◆ **Extract**:

★ ★ ★ ★ ★ ★ ★

It’s a dismaying yet recurring phenomenon that takes place in disparate Asian countries: young people, not known for sympathizing with far-right groups, playing with Nazi imagery in highly public settings.





Examples abound. Last December a school in Taiwan staged a Hitler-themed parade for its anniversary celebration, leading to the principal’s resignation. A few weeks earlier, Sony Music apologized after one of its girl bands performed in Nazi-looking outfits. Two years before that a girl group in South Korea showed up in similar fashion. Thailand, India, and Indonesia have had their share of Nazi-themed bars, parades, and performances. The list is long and repetitive—and disconcerting.





It isn’t just the region’s youngsters who fail to appreciate the Holocaust’s gravity. In Hong Kong last month, after a court verdict condemned seven policemen to jail terms for beating a pro-democracy protester in 2014, their colleagues staged a demonstration during which one of them said that they were being “persecuted like the Jews in Germany,” to other demonstrators’ cheers. The German and Israeli diplomatic missions condemned the comparison, and a half-hearted apology ensued.

★ ★ ★ ★ ★ ★ ★

◆ **Direction 1**: In the listing, switch "sample" to "reference" in the part that opens with the line containing "outline blue metal leg" and closes with the line containing "325L423 318L211 332L136". Give that part again with everything else unchanged.
◆ **Direction 2**: Pick up the article on Nazi imagery in Asia after its final sentence and add one more paragraph.

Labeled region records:
★ ★ ★ ★ ★ ★ ★

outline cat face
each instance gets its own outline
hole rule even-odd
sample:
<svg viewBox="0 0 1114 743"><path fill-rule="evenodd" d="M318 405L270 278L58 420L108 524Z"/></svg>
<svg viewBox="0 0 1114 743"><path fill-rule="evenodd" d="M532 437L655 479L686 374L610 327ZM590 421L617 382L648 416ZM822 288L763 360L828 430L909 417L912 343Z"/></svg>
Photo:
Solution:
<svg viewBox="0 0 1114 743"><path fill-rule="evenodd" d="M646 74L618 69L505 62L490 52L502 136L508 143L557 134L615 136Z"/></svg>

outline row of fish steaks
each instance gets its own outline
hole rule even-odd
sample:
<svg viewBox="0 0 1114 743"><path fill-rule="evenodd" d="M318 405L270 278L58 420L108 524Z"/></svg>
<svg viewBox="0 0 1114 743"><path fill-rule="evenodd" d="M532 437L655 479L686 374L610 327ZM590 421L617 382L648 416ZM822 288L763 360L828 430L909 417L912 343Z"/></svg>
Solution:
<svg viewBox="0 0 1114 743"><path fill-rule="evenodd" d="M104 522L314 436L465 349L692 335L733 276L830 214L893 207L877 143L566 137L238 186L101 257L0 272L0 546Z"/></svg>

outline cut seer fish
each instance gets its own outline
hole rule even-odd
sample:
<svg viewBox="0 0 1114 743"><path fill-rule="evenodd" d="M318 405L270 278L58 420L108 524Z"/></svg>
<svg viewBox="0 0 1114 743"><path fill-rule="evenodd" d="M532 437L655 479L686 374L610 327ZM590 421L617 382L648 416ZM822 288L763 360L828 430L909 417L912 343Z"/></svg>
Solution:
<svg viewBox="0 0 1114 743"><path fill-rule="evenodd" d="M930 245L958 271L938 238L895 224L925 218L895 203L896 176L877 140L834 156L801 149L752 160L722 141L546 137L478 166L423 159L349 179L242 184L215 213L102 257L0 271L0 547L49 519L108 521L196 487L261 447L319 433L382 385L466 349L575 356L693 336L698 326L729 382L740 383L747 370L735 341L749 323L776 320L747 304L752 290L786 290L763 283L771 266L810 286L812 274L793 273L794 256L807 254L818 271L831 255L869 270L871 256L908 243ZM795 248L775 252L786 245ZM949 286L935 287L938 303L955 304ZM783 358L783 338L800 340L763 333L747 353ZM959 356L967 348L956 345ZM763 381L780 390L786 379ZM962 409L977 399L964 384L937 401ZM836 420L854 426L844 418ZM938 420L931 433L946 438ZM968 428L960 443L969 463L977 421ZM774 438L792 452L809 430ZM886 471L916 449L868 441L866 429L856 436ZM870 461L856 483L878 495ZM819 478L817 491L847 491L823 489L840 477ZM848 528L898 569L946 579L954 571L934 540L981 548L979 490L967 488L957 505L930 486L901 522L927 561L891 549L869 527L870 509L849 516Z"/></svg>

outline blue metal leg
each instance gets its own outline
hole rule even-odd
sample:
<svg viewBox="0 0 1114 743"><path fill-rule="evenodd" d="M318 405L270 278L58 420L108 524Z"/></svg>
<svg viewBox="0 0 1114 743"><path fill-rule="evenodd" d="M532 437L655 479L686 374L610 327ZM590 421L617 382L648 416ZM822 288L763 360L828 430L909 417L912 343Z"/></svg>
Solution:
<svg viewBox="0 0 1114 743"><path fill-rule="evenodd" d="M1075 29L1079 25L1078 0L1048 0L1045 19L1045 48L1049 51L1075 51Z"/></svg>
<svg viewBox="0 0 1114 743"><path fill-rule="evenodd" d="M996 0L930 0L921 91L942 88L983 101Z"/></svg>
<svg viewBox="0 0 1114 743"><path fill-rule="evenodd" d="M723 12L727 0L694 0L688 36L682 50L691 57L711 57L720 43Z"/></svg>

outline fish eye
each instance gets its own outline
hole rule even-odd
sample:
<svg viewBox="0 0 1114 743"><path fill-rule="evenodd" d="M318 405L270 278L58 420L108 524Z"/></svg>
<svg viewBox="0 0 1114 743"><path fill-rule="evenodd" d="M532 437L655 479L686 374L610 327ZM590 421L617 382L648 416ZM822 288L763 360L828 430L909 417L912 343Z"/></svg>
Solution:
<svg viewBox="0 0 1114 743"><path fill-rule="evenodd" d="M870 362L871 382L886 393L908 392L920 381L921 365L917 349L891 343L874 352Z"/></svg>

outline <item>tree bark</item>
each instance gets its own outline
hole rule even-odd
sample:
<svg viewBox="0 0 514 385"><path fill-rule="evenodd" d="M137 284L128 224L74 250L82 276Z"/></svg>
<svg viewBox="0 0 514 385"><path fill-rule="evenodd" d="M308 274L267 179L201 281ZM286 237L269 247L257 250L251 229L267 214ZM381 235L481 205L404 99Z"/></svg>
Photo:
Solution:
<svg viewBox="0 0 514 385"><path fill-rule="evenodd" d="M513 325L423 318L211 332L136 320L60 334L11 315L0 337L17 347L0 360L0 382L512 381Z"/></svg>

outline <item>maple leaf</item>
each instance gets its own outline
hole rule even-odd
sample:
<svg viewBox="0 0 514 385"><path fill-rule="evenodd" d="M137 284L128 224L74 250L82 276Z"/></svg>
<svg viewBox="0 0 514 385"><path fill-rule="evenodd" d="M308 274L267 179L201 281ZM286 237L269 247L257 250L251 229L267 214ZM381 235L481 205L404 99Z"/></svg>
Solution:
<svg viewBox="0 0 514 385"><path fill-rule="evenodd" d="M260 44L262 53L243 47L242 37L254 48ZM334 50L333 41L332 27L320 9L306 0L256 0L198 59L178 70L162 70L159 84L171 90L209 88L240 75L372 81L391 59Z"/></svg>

★ ★ ★ ★ ★ ★ ★

◆ **Right answer 1**:
outline blue metal leg
each instance gets its own outline
hole rule even-odd
reference:
<svg viewBox="0 0 1114 743"><path fill-rule="evenodd" d="M318 405L270 278L58 420L108 524Z"/></svg>
<svg viewBox="0 0 1114 743"><path fill-rule="evenodd" d="M532 437L655 479L686 374L610 327ZM590 421L617 382L648 416ZM822 288L763 360L828 430L909 417L912 343Z"/></svg>
Solution:
<svg viewBox="0 0 1114 743"><path fill-rule="evenodd" d="M1075 29L1079 25L1078 0L1048 0L1045 19L1045 48L1049 51L1075 51Z"/></svg>
<svg viewBox="0 0 1114 743"><path fill-rule="evenodd" d="M996 0L930 0L921 91L942 88L983 101Z"/></svg>
<svg viewBox="0 0 1114 743"><path fill-rule="evenodd" d="M723 12L727 0L694 0L688 36L682 50L691 57L711 57L720 43Z"/></svg>

outline fish eye
each instance gets its own outline
hole rule even-odd
reference:
<svg viewBox="0 0 1114 743"><path fill-rule="evenodd" d="M318 405L270 278L58 420L108 524Z"/></svg>
<svg viewBox="0 0 1114 743"><path fill-rule="evenodd" d="M532 437L655 479L686 374L610 327ZM590 421L617 382L648 416ZM822 288L763 360L828 430L909 417L912 343Z"/></svg>
Solution:
<svg viewBox="0 0 1114 743"><path fill-rule="evenodd" d="M870 362L871 382L886 393L908 392L920 381L921 365L917 349L891 343L874 352Z"/></svg>

outline <item>tree bark</item>
each instance gets its own outline
hole rule even-odd
reference:
<svg viewBox="0 0 514 385"><path fill-rule="evenodd" d="M137 284L128 224L74 250L82 276Z"/></svg>
<svg viewBox="0 0 514 385"><path fill-rule="evenodd" d="M308 274L267 179L201 281ZM286 237L269 247L257 250L251 229L267 214ZM381 235L481 205L404 99Z"/></svg>
Photo:
Solution:
<svg viewBox="0 0 514 385"><path fill-rule="evenodd" d="M513 325L423 318L211 332L136 320L60 334L11 315L0 337L17 347L0 360L0 382L512 381Z"/></svg>

◆ **Right answer 2**:
A mission to educate

For the past six years, the Hong Kong Holocaust and Tolerance Centre, the only organization of its kind in Asia, has used education to counter the recurring use of “Nazi chic.” “The optimist in me wants to think that this happens just out of ignorance, and that the comparison with something more familiar helps,” says co-founder April Kaminsky. With that in mind the center also teaches about regional tragedies like the Nanjing Massacre in China during World War II and the “killing fields” in Cambodia under the rule of Pol Pot. “That makes the topic quite relevant to the region.”